#### Data shown:
────────────────────────────────────────
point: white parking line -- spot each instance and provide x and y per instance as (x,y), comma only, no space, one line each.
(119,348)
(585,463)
────────────────────────────────────────
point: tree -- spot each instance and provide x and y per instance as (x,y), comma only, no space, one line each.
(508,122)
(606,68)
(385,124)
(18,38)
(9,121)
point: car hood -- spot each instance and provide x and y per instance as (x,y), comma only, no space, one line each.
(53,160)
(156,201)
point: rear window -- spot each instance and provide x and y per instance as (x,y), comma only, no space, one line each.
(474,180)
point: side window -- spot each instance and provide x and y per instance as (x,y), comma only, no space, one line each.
────────────────────────────────────────
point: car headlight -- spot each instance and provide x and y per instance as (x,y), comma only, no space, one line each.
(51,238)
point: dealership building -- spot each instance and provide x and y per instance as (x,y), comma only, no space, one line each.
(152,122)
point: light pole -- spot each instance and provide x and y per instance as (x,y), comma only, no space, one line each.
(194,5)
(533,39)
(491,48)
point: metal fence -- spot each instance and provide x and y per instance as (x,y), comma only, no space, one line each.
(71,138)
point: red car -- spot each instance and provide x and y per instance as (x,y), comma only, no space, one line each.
────────────────────────────────────────
#### What this task involves:
Retype the records above, but only those lines that fall between the line containing "point: metal fence" and the line containing "point: red car", with both of those lines included, exactly as written.

#### Response:
point: metal fence -- spot each instance and provide x and y per instance as (x,y), comma only, no space, one line each.
(71,138)
point: red car -- spot each instance and provide x and y per instance as (x,y), comma only, no space, one line each.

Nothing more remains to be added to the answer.